__Exercise details__:
Copy every one of the following records word for word, from the first line through the last.

__Material for the task__:
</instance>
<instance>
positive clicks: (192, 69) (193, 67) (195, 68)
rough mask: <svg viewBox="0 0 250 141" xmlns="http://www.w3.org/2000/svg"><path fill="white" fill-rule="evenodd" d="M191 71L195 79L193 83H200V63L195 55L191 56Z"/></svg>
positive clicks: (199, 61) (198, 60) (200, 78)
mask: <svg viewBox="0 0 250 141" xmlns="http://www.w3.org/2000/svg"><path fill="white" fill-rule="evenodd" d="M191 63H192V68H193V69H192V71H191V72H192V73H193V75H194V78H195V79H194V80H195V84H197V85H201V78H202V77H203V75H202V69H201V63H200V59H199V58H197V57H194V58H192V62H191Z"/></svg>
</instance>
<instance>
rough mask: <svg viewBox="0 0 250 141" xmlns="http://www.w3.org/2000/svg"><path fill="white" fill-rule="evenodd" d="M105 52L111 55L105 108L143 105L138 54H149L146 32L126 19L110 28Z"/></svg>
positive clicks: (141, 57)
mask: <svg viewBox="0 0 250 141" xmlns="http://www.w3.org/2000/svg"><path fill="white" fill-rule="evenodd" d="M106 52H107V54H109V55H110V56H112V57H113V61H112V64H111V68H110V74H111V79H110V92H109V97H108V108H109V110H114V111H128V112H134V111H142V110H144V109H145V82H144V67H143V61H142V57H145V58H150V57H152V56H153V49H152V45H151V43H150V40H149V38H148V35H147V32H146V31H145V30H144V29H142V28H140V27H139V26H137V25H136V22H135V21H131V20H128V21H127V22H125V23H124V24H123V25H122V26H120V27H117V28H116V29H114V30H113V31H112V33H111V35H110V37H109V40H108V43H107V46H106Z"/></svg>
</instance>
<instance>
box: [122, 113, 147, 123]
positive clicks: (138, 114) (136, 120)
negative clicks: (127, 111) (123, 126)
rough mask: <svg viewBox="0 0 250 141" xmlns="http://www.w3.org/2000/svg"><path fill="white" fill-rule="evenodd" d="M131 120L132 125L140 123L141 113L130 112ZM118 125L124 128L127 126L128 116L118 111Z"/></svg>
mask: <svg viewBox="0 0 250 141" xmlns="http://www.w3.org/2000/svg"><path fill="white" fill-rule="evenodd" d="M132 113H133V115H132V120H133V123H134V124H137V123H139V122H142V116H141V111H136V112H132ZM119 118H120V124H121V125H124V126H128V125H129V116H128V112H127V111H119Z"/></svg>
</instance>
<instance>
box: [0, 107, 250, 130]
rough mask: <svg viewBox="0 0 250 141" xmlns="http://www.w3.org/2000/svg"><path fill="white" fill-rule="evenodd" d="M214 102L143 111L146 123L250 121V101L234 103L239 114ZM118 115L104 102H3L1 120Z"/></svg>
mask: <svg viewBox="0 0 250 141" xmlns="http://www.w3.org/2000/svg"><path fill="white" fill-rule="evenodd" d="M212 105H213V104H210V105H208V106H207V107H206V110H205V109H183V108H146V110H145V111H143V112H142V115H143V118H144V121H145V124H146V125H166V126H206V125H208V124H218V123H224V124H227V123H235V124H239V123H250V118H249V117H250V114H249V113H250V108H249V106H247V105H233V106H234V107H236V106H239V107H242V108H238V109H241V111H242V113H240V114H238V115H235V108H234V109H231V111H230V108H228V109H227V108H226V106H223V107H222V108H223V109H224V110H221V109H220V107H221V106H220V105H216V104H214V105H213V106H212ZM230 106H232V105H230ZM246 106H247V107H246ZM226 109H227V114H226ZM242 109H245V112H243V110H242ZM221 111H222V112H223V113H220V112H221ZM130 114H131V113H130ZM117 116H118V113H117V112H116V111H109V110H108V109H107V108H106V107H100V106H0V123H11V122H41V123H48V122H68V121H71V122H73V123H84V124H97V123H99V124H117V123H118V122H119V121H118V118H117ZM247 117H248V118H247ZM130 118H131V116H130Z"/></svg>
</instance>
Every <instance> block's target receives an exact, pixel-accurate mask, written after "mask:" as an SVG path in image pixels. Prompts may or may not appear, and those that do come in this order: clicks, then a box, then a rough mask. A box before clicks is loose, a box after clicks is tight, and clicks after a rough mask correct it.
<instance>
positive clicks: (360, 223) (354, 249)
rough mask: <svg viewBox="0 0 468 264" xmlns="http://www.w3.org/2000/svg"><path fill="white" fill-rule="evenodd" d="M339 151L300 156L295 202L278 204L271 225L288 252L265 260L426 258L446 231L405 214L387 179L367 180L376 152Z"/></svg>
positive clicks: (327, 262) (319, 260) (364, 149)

__Solved problem__:
</instance>
<instance>
positive clicks: (192, 69) (193, 67) (195, 68)
rough mask: <svg viewBox="0 0 250 141" xmlns="http://www.w3.org/2000/svg"><path fill="white" fill-rule="evenodd" d="M191 71L195 79L193 83H200V63L195 55L191 56Z"/></svg>
positive clicks: (199, 61) (198, 60) (200, 78)
mask: <svg viewBox="0 0 250 141" xmlns="http://www.w3.org/2000/svg"><path fill="white" fill-rule="evenodd" d="M191 63H192V68H193V69H192V71H191V72H192V73H193V75H194V78H195V79H194V80H195V84H197V85H201V78H202V77H203V75H202V69H201V63H200V59H199V58H197V57H194V58H192V62H191Z"/></svg>
</instance>
<instance>
rough mask: <svg viewBox="0 0 250 141" xmlns="http://www.w3.org/2000/svg"><path fill="white" fill-rule="evenodd" d="M105 52L111 55L105 108L143 105L138 54H149L146 32L126 19L110 28Z"/></svg>
positive clicks: (141, 57)
mask: <svg viewBox="0 0 250 141" xmlns="http://www.w3.org/2000/svg"><path fill="white" fill-rule="evenodd" d="M106 52H107V54H109V55H110V56H112V57H113V61H112V64H111V68H110V74H111V79H110V92H109V97H108V108H109V110H114V111H128V112H134V111H142V110H144V109H145V82H144V67H143V61H142V57H145V58H150V57H152V56H153V49H152V45H151V43H150V40H149V38H148V35H147V32H146V31H145V30H144V29H142V28H140V27H139V26H137V25H136V22H135V21H131V20H128V21H127V22H125V23H124V24H123V25H122V26H120V27H117V28H116V29H114V30H113V31H112V33H111V35H110V37H109V40H108V43H107V46H106Z"/></svg>
</instance>
<instance>
box: [122, 113, 147, 123]
positive clicks: (138, 114) (136, 120)
negative clicks: (127, 111) (123, 126)
rough mask: <svg viewBox="0 0 250 141" xmlns="http://www.w3.org/2000/svg"><path fill="white" fill-rule="evenodd" d="M131 120L132 125L140 123L141 113L130 112ZM118 125L124 128L127 126L128 116L118 111Z"/></svg>
mask: <svg viewBox="0 0 250 141" xmlns="http://www.w3.org/2000/svg"><path fill="white" fill-rule="evenodd" d="M132 113H133V115H132V120H133V123H134V124H137V123H139V122H142V116H141V111H136V112H132ZM119 118H120V124H121V125H124V126H128V125H129V116H128V112H127V111H119Z"/></svg>
</instance>
<instance>
box: [0, 107, 250, 130]
rough mask: <svg viewBox="0 0 250 141" xmlns="http://www.w3.org/2000/svg"><path fill="white" fill-rule="evenodd" d="M214 102L143 111L146 123L250 121V101L234 103L239 114ZM118 115L104 102H3L1 120Z"/></svg>
mask: <svg viewBox="0 0 250 141" xmlns="http://www.w3.org/2000/svg"><path fill="white" fill-rule="evenodd" d="M212 105H213V104H210V105H208V106H207V107H206V110H205V109H183V108H146V110H145V111H143V112H142V115H143V118H144V121H145V124H146V125H166V126H206V125H208V124H218V123H224V124H227V123H235V124H239V123H250V118H249V117H250V114H249V113H250V108H249V106H247V105H233V106H234V107H236V106H239V107H242V108H238V109H241V111H242V113H240V114H238V115H235V108H234V109H231V111H230V108H228V109H227V108H226V106H223V107H222V108H223V109H224V110H221V109H220V107H221V106H220V105H216V104H214V105H213V106H212ZM230 106H232V105H230ZM246 106H247V107H246ZM226 109H227V114H226ZM242 109H245V112H243V110H242ZM221 111H222V112H223V113H220V112H221ZM130 114H131V113H130ZM117 116H118V113H117V112H116V111H109V110H108V109H107V108H106V107H100V106H0V123H11V122H41V123H48V122H68V121H71V122H73V123H84V124H97V123H99V124H117V123H118V122H119V121H118V118H117ZM247 117H248V118H247ZM130 118H131V116H130Z"/></svg>
</instance>
Every <instance> block's target receives an exact, pixel-accurate mask, written after "mask:" as an SVG path in image pixels. Prompts may or may not appear, and those that do come in this order: clicks, then a box, then a rough mask. A box before clicks is loose, a box after clicks is tight, and clicks after a rough mask correct it.
<instance>
positive clicks: (360, 223) (354, 249)
rough mask: <svg viewBox="0 0 468 264" xmlns="http://www.w3.org/2000/svg"><path fill="white" fill-rule="evenodd" d="M339 151L300 156L295 202L278 204L271 225L288 252L265 260L426 258L446 231L405 214L387 179L367 180L376 152Z"/></svg>
positive clicks: (327, 262) (319, 260) (364, 149)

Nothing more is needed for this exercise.